• PROBLEM DETAILS: Retype every line of the records exactly.

[GIVEN RECORDS]

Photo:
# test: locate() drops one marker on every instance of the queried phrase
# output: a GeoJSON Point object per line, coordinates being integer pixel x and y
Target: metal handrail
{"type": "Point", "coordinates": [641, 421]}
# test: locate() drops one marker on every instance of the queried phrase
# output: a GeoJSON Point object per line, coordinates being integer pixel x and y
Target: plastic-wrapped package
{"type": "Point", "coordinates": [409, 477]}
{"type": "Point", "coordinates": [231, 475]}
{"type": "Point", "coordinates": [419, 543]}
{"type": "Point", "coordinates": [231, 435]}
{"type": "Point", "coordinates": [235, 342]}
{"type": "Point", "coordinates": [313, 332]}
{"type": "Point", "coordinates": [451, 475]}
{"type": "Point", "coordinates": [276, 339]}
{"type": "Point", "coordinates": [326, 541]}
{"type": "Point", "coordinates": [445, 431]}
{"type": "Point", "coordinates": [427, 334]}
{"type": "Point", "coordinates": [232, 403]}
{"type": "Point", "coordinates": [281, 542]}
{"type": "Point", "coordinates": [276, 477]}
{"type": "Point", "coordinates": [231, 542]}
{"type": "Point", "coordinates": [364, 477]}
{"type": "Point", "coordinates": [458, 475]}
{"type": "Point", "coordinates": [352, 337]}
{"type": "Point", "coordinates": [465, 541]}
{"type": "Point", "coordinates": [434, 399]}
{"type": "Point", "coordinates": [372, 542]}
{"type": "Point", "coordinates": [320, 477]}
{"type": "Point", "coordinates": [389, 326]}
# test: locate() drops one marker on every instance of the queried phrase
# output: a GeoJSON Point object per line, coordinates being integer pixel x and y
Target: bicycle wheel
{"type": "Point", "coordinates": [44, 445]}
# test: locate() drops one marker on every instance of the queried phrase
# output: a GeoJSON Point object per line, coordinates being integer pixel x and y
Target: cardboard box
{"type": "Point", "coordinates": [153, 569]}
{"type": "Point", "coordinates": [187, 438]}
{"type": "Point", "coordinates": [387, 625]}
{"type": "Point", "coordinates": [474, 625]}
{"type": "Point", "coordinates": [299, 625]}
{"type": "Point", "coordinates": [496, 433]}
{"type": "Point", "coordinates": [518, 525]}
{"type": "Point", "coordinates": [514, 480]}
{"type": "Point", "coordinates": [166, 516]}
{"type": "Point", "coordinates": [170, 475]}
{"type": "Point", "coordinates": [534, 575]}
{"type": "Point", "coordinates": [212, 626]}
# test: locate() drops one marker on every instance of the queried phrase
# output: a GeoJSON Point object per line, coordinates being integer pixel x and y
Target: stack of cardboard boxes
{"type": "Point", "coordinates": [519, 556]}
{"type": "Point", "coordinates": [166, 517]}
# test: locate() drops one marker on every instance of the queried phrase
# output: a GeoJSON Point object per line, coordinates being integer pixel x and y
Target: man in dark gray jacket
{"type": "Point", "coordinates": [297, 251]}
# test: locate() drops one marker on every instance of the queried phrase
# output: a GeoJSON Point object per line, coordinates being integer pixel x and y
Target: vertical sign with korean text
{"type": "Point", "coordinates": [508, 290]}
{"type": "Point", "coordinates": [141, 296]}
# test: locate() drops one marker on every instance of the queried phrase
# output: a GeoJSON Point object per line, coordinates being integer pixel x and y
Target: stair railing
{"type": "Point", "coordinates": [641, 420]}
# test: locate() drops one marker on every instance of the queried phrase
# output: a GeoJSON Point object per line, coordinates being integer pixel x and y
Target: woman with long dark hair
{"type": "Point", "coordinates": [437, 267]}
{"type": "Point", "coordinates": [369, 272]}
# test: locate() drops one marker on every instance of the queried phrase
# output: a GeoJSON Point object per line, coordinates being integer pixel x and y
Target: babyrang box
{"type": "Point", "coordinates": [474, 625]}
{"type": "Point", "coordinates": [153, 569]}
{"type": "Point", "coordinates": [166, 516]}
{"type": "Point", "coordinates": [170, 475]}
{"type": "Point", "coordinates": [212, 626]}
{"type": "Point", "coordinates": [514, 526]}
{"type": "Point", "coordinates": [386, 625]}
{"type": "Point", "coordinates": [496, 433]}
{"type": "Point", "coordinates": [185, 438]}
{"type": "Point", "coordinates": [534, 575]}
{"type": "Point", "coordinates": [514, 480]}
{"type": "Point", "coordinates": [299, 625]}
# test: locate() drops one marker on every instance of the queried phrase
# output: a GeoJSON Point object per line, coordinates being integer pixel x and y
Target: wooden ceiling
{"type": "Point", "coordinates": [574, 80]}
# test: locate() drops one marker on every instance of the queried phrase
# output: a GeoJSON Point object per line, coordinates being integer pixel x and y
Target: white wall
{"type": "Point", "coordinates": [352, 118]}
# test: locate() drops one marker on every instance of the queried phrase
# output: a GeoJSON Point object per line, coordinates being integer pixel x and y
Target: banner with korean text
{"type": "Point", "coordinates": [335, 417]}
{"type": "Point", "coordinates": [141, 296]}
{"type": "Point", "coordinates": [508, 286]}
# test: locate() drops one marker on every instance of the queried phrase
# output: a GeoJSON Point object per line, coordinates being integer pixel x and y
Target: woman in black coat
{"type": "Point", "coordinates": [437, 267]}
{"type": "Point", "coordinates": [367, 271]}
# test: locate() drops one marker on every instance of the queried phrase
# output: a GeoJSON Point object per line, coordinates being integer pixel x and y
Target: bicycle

[/GIVEN RECORDS]

• RESULT FOR THIS TASK:
Photo:
# test: locate() drops one marker on every instance of the queried phrase
# output: a GeoJSON Point object per line, coordinates being integer pixel x and y
Target: metal handrail
{"type": "Point", "coordinates": [641, 421]}
# test: locate() drops one marker on every instance of the queried phrase
# output: a GeoJSON Point object per line, coordinates being integer pixel x and y
Target: plastic-wrapped package
{"type": "Point", "coordinates": [409, 477]}
{"type": "Point", "coordinates": [231, 475]}
{"type": "Point", "coordinates": [419, 543]}
{"type": "Point", "coordinates": [231, 435]}
{"type": "Point", "coordinates": [235, 342]}
{"type": "Point", "coordinates": [313, 332]}
{"type": "Point", "coordinates": [451, 475]}
{"type": "Point", "coordinates": [276, 339]}
{"type": "Point", "coordinates": [326, 541]}
{"type": "Point", "coordinates": [445, 431]}
{"type": "Point", "coordinates": [427, 334]}
{"type": "Point", "coordinates": [232, 403]}
{"type": "Point", "coordinates": [281, 542]}
{"type": "Point", "coordinates": [276, 477]}
{"type": "Point", "coordinates": [231, 542]}
{"type": "Point", "coordinates": [364, 477]}
{"type": "Point", "coordinates": [458, 475]}
{"type": "Point", "coordinates": [352, 337]}
{"type": "Point", "coordinates": [465, 541]}
{"type": "Point", "coordinates": [434, 399]}
{"type": "Point", "coordinates": [372, 542]}
{"type": "Point", "coordinates": [320, 477]}
{"type": "Point", "coordinates": [389, 326]}
# test: locate() drops one marker on every instance of the queried phrase
# output: a GeoJSON Point object per line, coordinates being integer pixel x and y
Target: bicycle wheel
{"type": "Point", "coordinates": [44, 445]}
# test: locate() drops one marker on every instance of the queried phrase
# output: a GeoJSON Point object per line, coordinates being integer pixel x and y
Target: cardboard box
{"type": "Point", "coordinates": [153, 569]}
{"type": "Point", "coordinates": [187, 438]}
{"type": "Point", "coordinates": [387, 625]}
{"type": "Point", "coordinates": [474, 625]}
{"type": "Point", "coordinates": [299, 625]}
{"type": "Point", "coordinates": [496, 433]}
{"type": "Point", "coordinates": [518, 525]}
{"type": "Point", "coordinates": [514, 480]}
{"type": "Point", "coordinates": [166, 516]}
{"type": "Point", "coordinates": [170, 475]}
{"type": "Point", "coordinates": [534, 575]}
{"type": "Point", "coordinates": [212, 626]}
# test: locate() drops one marker on every instance of the queried phrase
# output: a GeoJSON Point object per line, coordinates being integer pixel x and y
Target: stack of cardboard boxes
{"type": "Point", "coordinates": [519, 556]}
{"type": "Point", "coordinates": [166, 517]}
# test: locate() drops one marker on every instance of the queried phrase
# output: a GeoJSON Point object per line, coordinates being integer pixel x and y
Target: man in dark gray jacket
{"type": "Point", "coordinates": [297, 251]}
# test: locate() drops one marker on every instance of the queried phrase
# output: a GeoJSON Point object per line, coordinates being integer pixel x and y
Target: vertical sign with korean text
{"type": "Point", "coordinates": [508, 290]}
{"type": "Point", "coordinates": [141, 296]}
# test: locate() drops one marker on every instance of the queried phrase
# output: a GeoJSON Point object per line, coordinates being integer pixel x and y
Target: stair railing
{"type": "Point", "coordinates": [641, 420]}
# test: locate() drops one marker on every instance of the queried phrase
# output: a GeoJSON Point object per line, coordinates being integer pixel x and y
Target: woman with long dark hair
{"type": "Point", "coordinates": [437, 267]}
{"type": "Point", "coordinates": [369, 272]}
# test: locate() drops one marker on every instance of the queried phrase
# output: a GeoJSON Point object per line, coordinates being integer pixel x and y
Target: babyrang box
{"type": "Point", "coordinates": [474, 625]}
{"type": "Point", "coordinates": [153, 569]}
{"type": "Point", "coordinates": [166, 516]}
{"type": "Point", "coordinates": [170, 475]}
{"type": "Point", "coordinates": [212, 626]}
{"type": "Point", "coordinates": [514, 526]}
{"type": "Point", "coordinates": [386, 625]}
{"type": "Point", "coordinates": [496, 433]}
{"type": "Point", "coordinates": [185, 438]}
{"type": "Point", "coordinates": [534, 575]}
{"type": "Point", "coordinates": [514, 480]}
{"type": "Point", "coordinates": [299, 625]}
# test: locate() drops one marker on every instance of the queried phrase
# output: a GeoJSON Point object per line, coordinates being integer pixel x and y
Target: wooden ceiling
{"type": "Point", "coordinates": [574, 80]}
# test: locate() drops one marker on every instance of the queried phrase
# output: a GeoJSON Point object per line, coordinates being integer pixel x and y
Target: white wall
{"type": "Point", "coordinates": [352, 118]}
# test: locate() drops one marker on every instance of the queried phrase
# output: a GeoJSON Point object per line, coordinates being integer pixel x and y
Target: banner with korean text
{"type": "Point", "coordinates": [335, 417]}
{"type": "Point", "coordinates": [141, 296]}
{"type": "Point", "coordinates": [508, 286]}
# test: locate() drops one marker on every instance of the queried phrase
# output: a GeoJSON Point object per line, coordinates being integer pixel x and y
Target: woman in black coat
{"type": "Point", "coordinates": [437, 267]}
{"type": "Point", "coordinates": [367, 271]}
# test: locate() drops one marker on every instance of the queried phrase
# output: a GeoJSON Point object per line, coordinates being integer pixel x and y
Target: bicycle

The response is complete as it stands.